> _WRITTEN EXERCISE_
Copy down all of the data underneath, exactly as shown.
------------------------
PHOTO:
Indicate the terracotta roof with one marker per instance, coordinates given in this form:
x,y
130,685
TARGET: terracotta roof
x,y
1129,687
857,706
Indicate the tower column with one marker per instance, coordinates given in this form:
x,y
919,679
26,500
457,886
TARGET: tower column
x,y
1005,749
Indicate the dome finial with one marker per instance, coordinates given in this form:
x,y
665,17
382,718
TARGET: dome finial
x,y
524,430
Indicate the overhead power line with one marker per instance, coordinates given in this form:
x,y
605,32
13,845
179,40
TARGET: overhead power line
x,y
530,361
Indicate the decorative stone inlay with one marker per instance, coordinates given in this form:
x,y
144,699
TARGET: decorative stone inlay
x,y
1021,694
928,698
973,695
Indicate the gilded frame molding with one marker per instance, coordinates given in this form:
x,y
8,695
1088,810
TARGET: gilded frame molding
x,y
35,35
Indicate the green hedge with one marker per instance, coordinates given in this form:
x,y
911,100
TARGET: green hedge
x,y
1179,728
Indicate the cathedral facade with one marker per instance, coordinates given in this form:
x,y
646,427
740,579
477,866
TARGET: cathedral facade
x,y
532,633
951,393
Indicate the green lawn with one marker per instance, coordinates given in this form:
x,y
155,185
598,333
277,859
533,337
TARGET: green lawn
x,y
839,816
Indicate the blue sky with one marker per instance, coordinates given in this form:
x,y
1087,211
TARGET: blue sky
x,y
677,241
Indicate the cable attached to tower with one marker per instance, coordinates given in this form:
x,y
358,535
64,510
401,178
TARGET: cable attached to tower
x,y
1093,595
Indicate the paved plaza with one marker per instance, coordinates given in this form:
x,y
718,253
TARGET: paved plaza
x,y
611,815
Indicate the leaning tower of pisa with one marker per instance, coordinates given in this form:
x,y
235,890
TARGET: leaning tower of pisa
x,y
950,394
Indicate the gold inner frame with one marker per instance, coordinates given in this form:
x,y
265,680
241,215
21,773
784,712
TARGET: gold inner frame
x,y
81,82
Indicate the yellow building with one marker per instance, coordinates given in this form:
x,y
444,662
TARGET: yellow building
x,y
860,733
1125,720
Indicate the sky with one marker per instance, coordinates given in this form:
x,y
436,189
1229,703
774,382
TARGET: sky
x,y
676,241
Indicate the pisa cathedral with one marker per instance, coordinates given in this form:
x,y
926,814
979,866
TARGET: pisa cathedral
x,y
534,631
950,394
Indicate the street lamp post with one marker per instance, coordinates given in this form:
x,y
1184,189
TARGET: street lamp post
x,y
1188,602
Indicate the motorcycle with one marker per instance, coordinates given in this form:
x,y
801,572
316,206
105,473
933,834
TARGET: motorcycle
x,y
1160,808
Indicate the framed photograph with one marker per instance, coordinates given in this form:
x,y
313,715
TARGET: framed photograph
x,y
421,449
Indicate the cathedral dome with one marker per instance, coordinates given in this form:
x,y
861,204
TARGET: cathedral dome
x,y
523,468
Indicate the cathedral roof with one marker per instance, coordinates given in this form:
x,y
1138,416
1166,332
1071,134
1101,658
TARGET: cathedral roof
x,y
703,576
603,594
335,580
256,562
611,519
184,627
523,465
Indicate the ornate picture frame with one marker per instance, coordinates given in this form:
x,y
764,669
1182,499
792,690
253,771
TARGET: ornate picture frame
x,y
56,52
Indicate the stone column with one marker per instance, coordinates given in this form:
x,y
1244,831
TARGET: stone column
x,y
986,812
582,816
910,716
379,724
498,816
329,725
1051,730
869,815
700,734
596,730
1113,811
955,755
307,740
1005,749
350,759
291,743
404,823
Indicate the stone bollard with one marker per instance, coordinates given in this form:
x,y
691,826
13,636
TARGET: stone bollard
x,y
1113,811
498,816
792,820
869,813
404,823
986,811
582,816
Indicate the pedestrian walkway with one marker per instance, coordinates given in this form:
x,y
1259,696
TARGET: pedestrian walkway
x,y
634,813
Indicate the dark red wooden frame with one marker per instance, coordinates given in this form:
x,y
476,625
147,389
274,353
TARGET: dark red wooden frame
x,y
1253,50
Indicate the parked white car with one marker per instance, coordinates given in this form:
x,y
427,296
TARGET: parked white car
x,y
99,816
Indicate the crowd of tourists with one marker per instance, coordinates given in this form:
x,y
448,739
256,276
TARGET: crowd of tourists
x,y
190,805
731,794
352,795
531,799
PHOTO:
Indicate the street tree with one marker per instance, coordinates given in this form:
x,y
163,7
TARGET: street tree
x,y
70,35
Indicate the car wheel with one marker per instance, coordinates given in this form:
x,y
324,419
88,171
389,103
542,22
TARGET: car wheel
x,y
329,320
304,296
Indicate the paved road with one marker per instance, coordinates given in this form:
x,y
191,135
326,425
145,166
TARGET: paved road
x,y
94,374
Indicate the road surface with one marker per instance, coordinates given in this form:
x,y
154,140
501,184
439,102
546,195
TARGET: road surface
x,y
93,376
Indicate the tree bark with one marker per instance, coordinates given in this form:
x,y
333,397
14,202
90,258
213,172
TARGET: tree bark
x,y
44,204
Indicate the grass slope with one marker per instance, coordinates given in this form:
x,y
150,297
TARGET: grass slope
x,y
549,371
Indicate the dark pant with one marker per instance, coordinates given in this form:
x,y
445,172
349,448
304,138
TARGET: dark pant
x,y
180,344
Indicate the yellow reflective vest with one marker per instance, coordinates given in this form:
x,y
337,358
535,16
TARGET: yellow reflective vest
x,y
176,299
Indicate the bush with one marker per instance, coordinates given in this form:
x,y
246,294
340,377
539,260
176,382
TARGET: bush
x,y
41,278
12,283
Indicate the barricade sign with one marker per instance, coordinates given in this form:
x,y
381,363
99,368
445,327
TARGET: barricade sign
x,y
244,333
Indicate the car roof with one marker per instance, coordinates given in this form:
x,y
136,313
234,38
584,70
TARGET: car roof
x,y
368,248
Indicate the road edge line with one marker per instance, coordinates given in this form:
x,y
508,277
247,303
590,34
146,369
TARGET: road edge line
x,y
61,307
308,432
------------------------
> _WORKED ANSWER_
PHOTO:
Indicate the terracotta roof with one marker per instance, coordinates given in this form:
x,y
130,685
TARGET: terracotta roof
x,y
1129,687
857,706
Indicate the tower column with one marker per instance, coordinates given in this form:
x,y
919,679
26,500
457,886
TARGET: tower column
x,y
1005,749
Indicate the dome finial with one marker per instance, coordinates given in this form:
x,y
665,17
382,718
TARGET: dome finial
x,y
524,430
Indicate the overhead power line with one marker per instance, coordinates given in this form:
x,y
605,32
13,845
179,40
TARGET: overhead power line
x,y
530,361
Indicate the decorative stone inlay with one marker per instance, coordinates given in this form:
x,y
144,699
TARGET: decorative stone inlay
x,y
1021,694
928,698
973,695
Indicate the gilded frame molding with one marker per instance, coordinates given in this form:
x,y
8,695
1088,810
TARGET: gilded frame molding
x,y
35,35
Indicate the green hedge with one marker per instance, coordinates given in this form:
x,y
911,100
TARGET: green hedge
x,y
1179,728
Indicate the cathedral facade with one marker per instance, coordinates given in this form:
x,y
646,427
740,579
477,866
TARGET: cathedral facade
x,y
532,633
951,393
Indicate the green lawn with one marker per instance, coordinates given in this form:
x,y
155,185
598,333
277,859
533,337
TARGET: green lawn
x,y
839,816
Indicate the blue sky with one marker per instance, coordinates given in this form:
x,y
1087,211
TARGET: blue sky
x,y
677,241
Indicate the cable attached to tower with one marker per instance, coordinates given in this form:
x,y
358,535
64,510
401,178
TARGET: cable attached to tower
x,y
1093,595
Indicate the paved plaza with one marker per instance, coordinates given in this form:
x,y
718,253
TARGET: paved plaza
x,y
611,815
Indicate the leaning tower of pisa with one marker per instance, coordinates given in this form:
x,y
235,890
TARGET: leaning tower of pisa
x,y
950,394
Indicate the gold inner frame with one marker per instance, coordinates given in this form:
x,y
265,680
241,215
21,773
784,712
TARGET: gold inner frame
x,y
81,82
Indicate the yellow building with one marker per instance, coordinates given in this form:
x,y
444,662
TARGET: yellow building
x,y
860,733
1125,720
Indicate the sky with one marker per instance, coordinates given in this form:
x,y
436,189
1229,703
774,382
TARGET: sky
x,y
676,241
Indicate the pisa cathedral with one marker per instance, coordinates given in this form:
x,y
926,814
979,866
TARGET: pisa cathedral
x,y
534,631
950,394
Indicate the street lamp post with one marker per instance, coordinates given in this form:
x,y
1184,189
TARGET: street lamp post
x,y
1188,602
Indicate the motorcycle with one marker per instance, coordinates given in this form:
x,y
801,572
316,206
105,473
933,834
TARGET: motorcycle
x,y
1160,808
Indicate the framed photograph with one marker per instance, coordinates given in this form:
x,y
313,715
TARGET: framed photograph
x,y
421,449
Indicate the cathedral dome with one marker per instance, coordinates given in this form:
x,y
861,204
TARGET: cathedral dome
x,y
523,468
Indicate the cathedral roof with one marker per instance, coordinates given in this form:
x,y
1138,416
1166,332
1071,134
1101,658
TARGET: cathedral roof
x,y
703,576
603,594
335,580
256,562
611,519
184,627
523,465
Indicate the ornate picture frame with one marker per instance, coordinates given in this form:
x,y
764,669
1182,499
792,690
253,771
TARGET: ornate picture frame
x,y
56,52
Indicate the stone column with one marker per instance, coordinates given in this form:
x,y
1244,831
TARGET: stone column
x,y
986,812
582,816
910,716
379,724
498,816
329,725
1051,730
869,815
700,734
596,730
1113,811
955,755
307,740
1005,749
350,759
291,743
404,823
Indicate the stone bollard with one marker per instance, coordinates given in this form:
x,y
691,826
13,636
TARGET: stone bollard
x,y
1113,811
498,816
792,820
869,813
404,823
986,811
582,816
Indicate the pedestrian walkway with one marker per instance, coordinates given in this form:
x,y
1259,696
TARGET: pedestrian walkway
x,y
634,813
Indicate the dark red wooden frame with one marker per instance, coordinates given in this form:
x,y
476,625
147,389
274,353
TARGET: dark red wooden frame
x,y
1253,50
Indicate the parked white car with one marker per instance, coordinates given in this form:
x,y
427,296
TARGET: parked white car
x,y
99,816
Indicate the crowd of tourists with one marker per instance, coordinates given in this form:
x,y
448,739
256,276
TARGET: crowd of tourists
x,y
190,805
731,794
352,795
531,799
PHOTO:
Indicate the street tree with one marker per instance, coordinates given in this form:
x,y
163,7
TARGET: street tree
x,y
70,35
Indicate the car wheel with one marker per instance, coordinates given in this form:
x,y
324,419
88,171
389,103
542,22
TARGET: car wheel
x,y
329,320
304,296
Indicate the paved road with one marker per instance, coordinates given in this form:
x,y
191,135
326,425
145,166
TARGET: paved road
x,y
94,374
Indicate the road surface with one marker per instance, coordinates given in this form:
x,y
154,140
501,184
439,102
546,195
TARGET: road surface
x,y
93,376
Indicate the tree bark with one marker per instance, coordinates given in this form:
x,y
333,397
14,202
90,258
213,172
TARGET: tree bark
x,y
44,204
Indicate the grass slope with one marker per instance, coordinates given in this form:
x,y
150,297
TARGET: grass slope
x,y
549,371
Indicate the dark pant with one marker per instance, coordinates given in this form:
x,y
445,172
349,448
304,138
TARGET: dark pant
x,y
180,344
Indicate the yellow reflective vest with one marker per instance, coordinates given in this form:
x,y
337,358
535,16
TARGET: yellow reflective vest
x,y
176,299
Indicate the bush with one marker per instance, coordinates given in this form:
x,y
246,294
340,377
539,260
176,382
TARGET: bush
x,y
41,278
12,283
Indicate the barricade sign with one marker per instance, coordinates given in this form:
x,y
381,363
99,368
445,327
TARGET: barricade sign
x,y
244,333
Indicate the car roof with one marker per instance, coordinates given in this form:
x,y
136,313
234,38
584,70
TARGET: car roof
x,y
368,248
Indicate the road edge line with one marker per instance, coordinates given in this form:
x,y
508,277
247,303
590,34
146,369
TARGET: road edge line
x,y
61,307
308,432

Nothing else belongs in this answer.